- _TEXT PASSAGE_:
+ + + +
What do you need to look at to determine whether one of these mortgages is right for you? To begin, take a good hard look at your career. Are you in a job that you are happy with and one that you will stick with for years? Being at a stable point in your career is an important part of committing to a mortgage.
Consider your overall financial picture, as well. A lot of student debt, even with a good income, can make it hard to qualify for a conventional loan. In that scenario, you may need to go with a physician loan in order to purchase your primary residence. Otherwise, you will need to wait until you pay that debt down or your rising income swings the dial on your DTI ratio.
Examples of doctors who take out physician loans in Ohio
Doctors and health care professionals just like you are taking out physician loans from Cincinnati to Cleveland and beyond. Who are these doctors? Their stories may sound familiar.
Doctor who wants to hold on to her savings
Greer has worked hard to become a pediatrics resident at Ohio State East. She’s at a point in her life and career where she wants to settle in and buy a home nearby. Doing that would mean wiping out her hard earned savings, however. She’s considering whether that risk is worth it. Since a local lender is offering doctor mortgages to physicians like her, she has a more than viable alternative that will allow her to finance a home with zero money down and hold onto those savings.
Doctor who has a signed contract but hasn’t started a job yet
With a residency lined up at OhioHealth Mansfield, Charles, a primary care physician, is on his way to real success in his medical career. The contract has been signed on the dotted line and the perfect house has just gone on the market down the street from the hospital. His job doesn’t start for 60 days, however, and conventional lenders aren’t happy about that.
Fortunately for Charles, another lender offering a doctor mortgage is fine with his signed contract and doesn’t need pay stubs to approve him for the loan. With the physician loan, he is able to get the house he always wanted weeks before he has even started his new job.
+ + + +
- _STORED DATA_:
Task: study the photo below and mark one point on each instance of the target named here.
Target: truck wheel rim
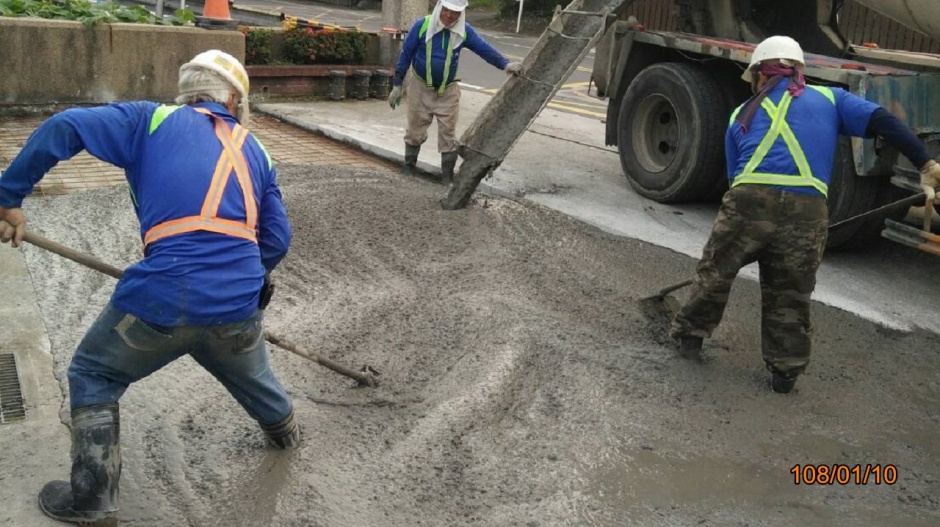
+ + + +
- _YOUR TASK_: Can you reproduce the physician loans passage above word for word, from start to finish?

- _EXERCISE OUTPUT_:
What do you need to look at to determine whether one of these mortgages is right for you? To begin, take a good hard look at your career. Are you in a job that you are happy with and one that you will stick with for years? Being at a stable point in your career is an important part of committing to a mortgage.
Consider your overall financial picture, as well. A lot of student debt, even with a good income, can make it hard to qualify for a conventional loan. In that scenario, you may need to go with a physician loan in order to purchase your primary residence. Otherwise, you will need to wait until you pay that debt down or your rising income swings the dial on your DTI ratio.
Examples of doctors who take out physician loans in Ohio
Doctors and health care professionals just like you are taking out physician loans from Cincinnati to Cleveland and beyond. Who are these doctors? Their stories may sound familiar.
Doctor who wants to hold on to her savings
Greer has worked hard to become a pediatrics resident at Ohio State East. She’s at a point in her life and career where she wants to settle in and buy a home nearby. Doing that would mean wiping out her hard earned savings, however. She’s considering whether that risk is worth it. Since a local lender is offering doctor mortgages to physicians like her, she has a more than viable alternative that will allow her to finance a home with zero money down and hold onto those savings.
Doctor who has a signed contract but hasn’t started a job yet
With a residency lined up at OhioHealth Mansfield, Charles, a primary care physician, is on his way to real success in his medical career. The contract has been signed on the dotted line and the perfect house has just gone on the market down the street from the hospital. His job doesn’t start for 60 days, however, and conventional lenders aren’t happy about that.
Fortunately for Charles, another lender offering a doctor mortgage is fine with his signed contract and doesn’t need pay stubs to approve him for the loan. With the physician loan, he is able to get the house he always wanted weeks before he has even started his new job.